Rows from a pointing dataset
=====

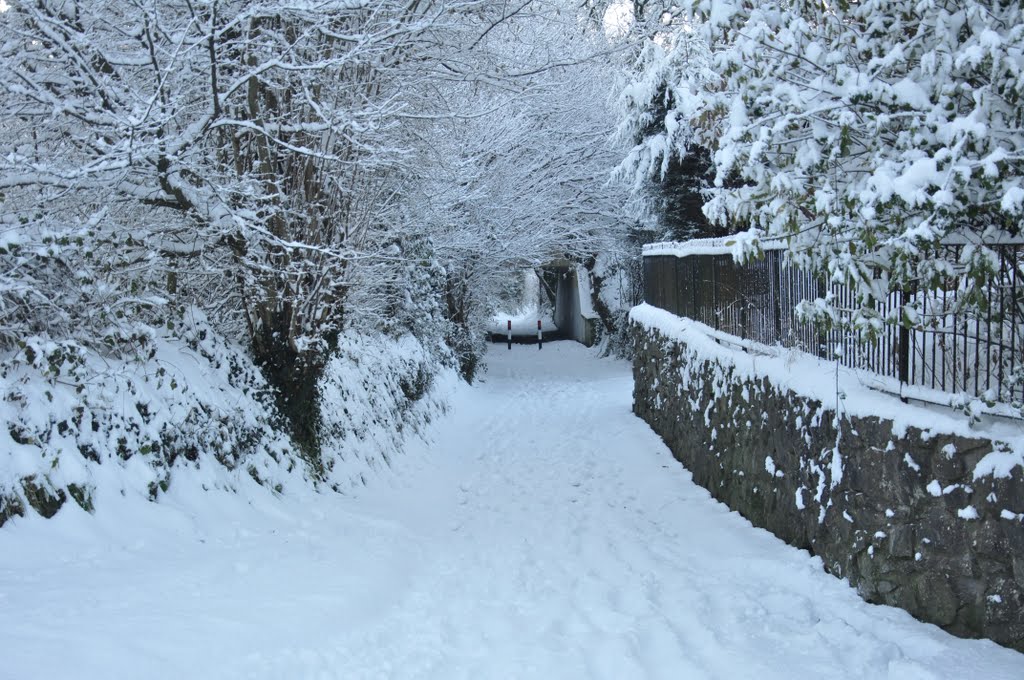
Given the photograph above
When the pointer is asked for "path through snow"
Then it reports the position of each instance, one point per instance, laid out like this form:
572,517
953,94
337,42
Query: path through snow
544,533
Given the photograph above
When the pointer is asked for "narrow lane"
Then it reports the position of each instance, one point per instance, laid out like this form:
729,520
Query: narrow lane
544,532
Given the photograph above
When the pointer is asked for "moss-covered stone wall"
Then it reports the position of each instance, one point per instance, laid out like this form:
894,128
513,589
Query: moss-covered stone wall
899,513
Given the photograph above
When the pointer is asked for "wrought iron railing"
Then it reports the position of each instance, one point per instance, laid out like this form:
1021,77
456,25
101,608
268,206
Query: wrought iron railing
977,349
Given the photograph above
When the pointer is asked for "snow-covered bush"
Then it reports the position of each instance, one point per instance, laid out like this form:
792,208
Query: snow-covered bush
376,389
868,134
77,421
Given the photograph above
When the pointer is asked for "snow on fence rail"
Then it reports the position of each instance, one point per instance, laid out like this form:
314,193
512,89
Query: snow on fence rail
954,348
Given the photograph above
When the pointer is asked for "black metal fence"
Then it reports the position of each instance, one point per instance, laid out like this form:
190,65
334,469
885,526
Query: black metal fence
954,347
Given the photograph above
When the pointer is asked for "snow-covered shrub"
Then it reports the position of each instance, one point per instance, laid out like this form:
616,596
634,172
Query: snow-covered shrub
170,397
869,135
376,388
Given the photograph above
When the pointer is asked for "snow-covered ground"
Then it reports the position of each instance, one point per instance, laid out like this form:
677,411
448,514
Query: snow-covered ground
543,533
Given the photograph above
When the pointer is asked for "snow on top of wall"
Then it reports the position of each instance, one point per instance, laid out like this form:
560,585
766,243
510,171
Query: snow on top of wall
815,378
737,245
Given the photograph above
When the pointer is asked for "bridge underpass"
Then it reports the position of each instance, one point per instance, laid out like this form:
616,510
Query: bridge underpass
567,314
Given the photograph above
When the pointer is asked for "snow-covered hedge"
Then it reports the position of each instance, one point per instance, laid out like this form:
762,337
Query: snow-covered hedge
76,421
181,402
375,390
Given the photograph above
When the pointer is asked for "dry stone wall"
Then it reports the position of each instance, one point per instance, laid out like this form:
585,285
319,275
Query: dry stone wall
898,512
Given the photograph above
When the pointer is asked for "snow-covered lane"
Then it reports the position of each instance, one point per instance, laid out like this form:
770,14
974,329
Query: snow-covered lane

=====

Exercise task — Without the pictures, transcribe the listing above exactly.

Exercise output —
Given the photograph above
When the pointer is asked for "path through snow"
Then it reports the position of each instance, one point per instance, laid out like this form:
572,517
953,94
337,42
Query: path through snow
544,533
Given the photograph above
When the pointer is asked for "narrow lane"
Then it reports the position of each instance, one point per instance, laid out like this form:
729,520
Query: narrow lane
544,532
Given the photograph above
When the pointer is asked for "moss-covered stone wall"
Then it reports the position of each instance, one point per instance, laid out like this form:
894,128
513,589
Query: moss-covered stone wall
899,513
Given the photograph above
When the pointer is asked for "wrought iron railing"
Then it reports the position of each instance, one point per instance, laid out like this form:
1021,77
456,25
101,608
268,206
Query: wrought iron railing
977,349
Given the photograph above
When the pointer is asked for "snow-covered bush"
Then it reports the position of each instance, one point per instance, laid out like this form:
792,208
Query: snow-covered bush
376,389
868,134
77,421
Given the photograph above
When the pointer is asked for "snow on fence rail"
Then it reports the position of each instance, one point per instance, laid out like this form:
314,193
512,89
Query: snow on fence rail
954,348
Given the photograph above
When the pointer is asked for "black metal fence"
Then it reports the position of each instance, one point per instance, laid out like this form:
190,65
334,469
885,526
Query: black metal fence
954,347
Given the photograph above
When the pointer is asked for "snow-covered shrub"
Then it reports the position of each instance, one point per instance, laid out like this form:
616,596
634,172
Query: snow-covered shrub
170,397
869,135
376,388
Given the photograph above
When the pointer is asked for "snow-covered ground"
Then it reports the position of each instance, one point per instance, laid out like this form:
677,411
448,514
Query: snow-covered ground
543,533
Given the photograph above
When the pointer is asked for "snow on top of wall"
Then it reports the position of each instance, one point per instance, laid out like this form:
560,585
766,243
510,171
Query: snow on top of wall
815,378
737,245
Given the photograph above
When the pointer is asked for "bridge underpass"
Then it reports the position of each instance, one point per instance, laid out like this form:
616,510
Query: bridge underpass
567,314
Given the photograph above
When the pointer is asked for "snow-covered hedge"
Then it reports the position of each instance, one point per instance, laid out like this form:
762,337
Query: snow-covered hedge
76,421
181,402
375,390
Given the photograph above
When the pointer is asked for "dry stone wall"
Then it reports the position of each instance, one point per instance, laid out like this form:
585,285
319,275
Query: dry stone wall
898,512
Given the photograph above
When the pointer is asked for "snow-covered lane"
Then it reports the position of each instance, one point per instance, laid out like this form:
770,14
974,329
Query: snow-covered lane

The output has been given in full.